English version
НАЦИОНАЛИЗМ, ЭКСТРЕМИЗМ, КСЕНОФОБИЯ
|
Экстремизм и ксенофобия в избирательных кампаниях 1999 и 2000 гг.
|
ЗАКЛЮЧИТЕЛЬНЫЕ СООБРАЖЕНИЯ
|
Е.М.:
- Что изменилось за истекший год?
- Главное, что изменилось - это настроение политической и околополитической тусовки. "В воздухе" висит некоторая напряженность, но когда дело доходит до фактов, то получается, что перемены невелики. Например, абсолютный рекорд антизападной истерии был поставлен в мае 1999 года, в момент бомбардировок Югославии, когда все ветви власти и подвижная часть граждан слились в антинатовском экстазе. По сравнению с этим нынешнее недоверие к обобщенному "Западу" и ожидание от него всяческих пакостей - это семечки. Например, на сей день в связи с норвежскими водолазами есть, напротив, даже некоторое чувство благодарности, которое наверняка скоро пройдет. Медовый месяц России и Запада кончился с отставкой Козырева, и с тех пор изоляционистские тенденции плавно нарастали и продолжают нарастать. Что касается политических прав и свобод, до с ними тоже все не так просто. Есть общее чувство, что собираются ущемить, но пока серьезно никого не ущемляли. Единственный выдающийся факт - это безобразная история с Бабицким. Прочие чеченские истории как минимум неоднозначны. Сюжет с Гусинским демонстрирует прежде всего абсурд ситуации, в которой либеральная (в широком смысле) общественность вынуждена защищать свободу слова отдельно взятого олигарха (то есть не в последнюю очередь свободу олигарха искажать информацию в собственных интересах), потому что никакой другой свободы слова в стране просто нет. Что касается возможности гласного обсуждения разнообразных тем или публичной критики каких-то фигур, то сегодня они больше, чем год назад. Возможность критиковать федеральную власть не исчезла, а провал губернаторских блоков на выборах вывел их лидеров из зоны "вне критики". В то же время министр СМИ Михаил Лесин - фигура действительно мрачная, и от его планов создания государственного медиа-холдинга несет госмонополией на массовую информацию, особенно на ТВ.

* [Исходные данные]
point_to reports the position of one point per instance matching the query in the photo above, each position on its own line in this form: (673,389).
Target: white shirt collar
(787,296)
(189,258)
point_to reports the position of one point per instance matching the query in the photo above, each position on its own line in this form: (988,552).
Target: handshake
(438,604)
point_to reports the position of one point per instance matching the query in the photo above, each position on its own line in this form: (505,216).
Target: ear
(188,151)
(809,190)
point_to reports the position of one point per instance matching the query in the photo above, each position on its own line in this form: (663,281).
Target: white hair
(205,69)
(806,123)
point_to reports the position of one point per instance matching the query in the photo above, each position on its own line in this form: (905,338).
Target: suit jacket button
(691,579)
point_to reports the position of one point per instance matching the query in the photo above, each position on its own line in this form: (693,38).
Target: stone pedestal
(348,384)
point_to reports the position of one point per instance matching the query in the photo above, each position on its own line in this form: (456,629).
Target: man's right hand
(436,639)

* [Что сделать]
1. Почему, согласно отрывку об экстремизме и ксенофобии в избирательных кампаниях, возможностей публично критиковать разных деятелей сегодня больше, чем год назад? Ответьте в одном–трех предложениях.
2. Допишите продолжение отрывка об экстремизме и ксенофобии в избирательных кампаниях, начиная после его последнего предложения.

* [Ответы]
1. Возможность критиковать федеральную власть не исчезла. Кроме того, провал губернаторских блоков на выборах вывел их лидеров из зоны «вне критики».

2.
Из хорошего. Ход обсуждения закона о чрезвычайном положении показал, что Путин способен пойти на уступки относительно собственных полномочий. Дума при активной поддержке администрации президента приняла закон, направленный на существенную гуманизацию системы уголовно-исполнительных наказаний. Из других новостей. В Чечне прошли выборы депутата ГосДумы. С одной стороны, выборы в условиях продолжающихся военных действий - это абсурд, с другой - победившего кандидата (Асланбека Аслаханова) никак нельзя считать ставленником федерального центра.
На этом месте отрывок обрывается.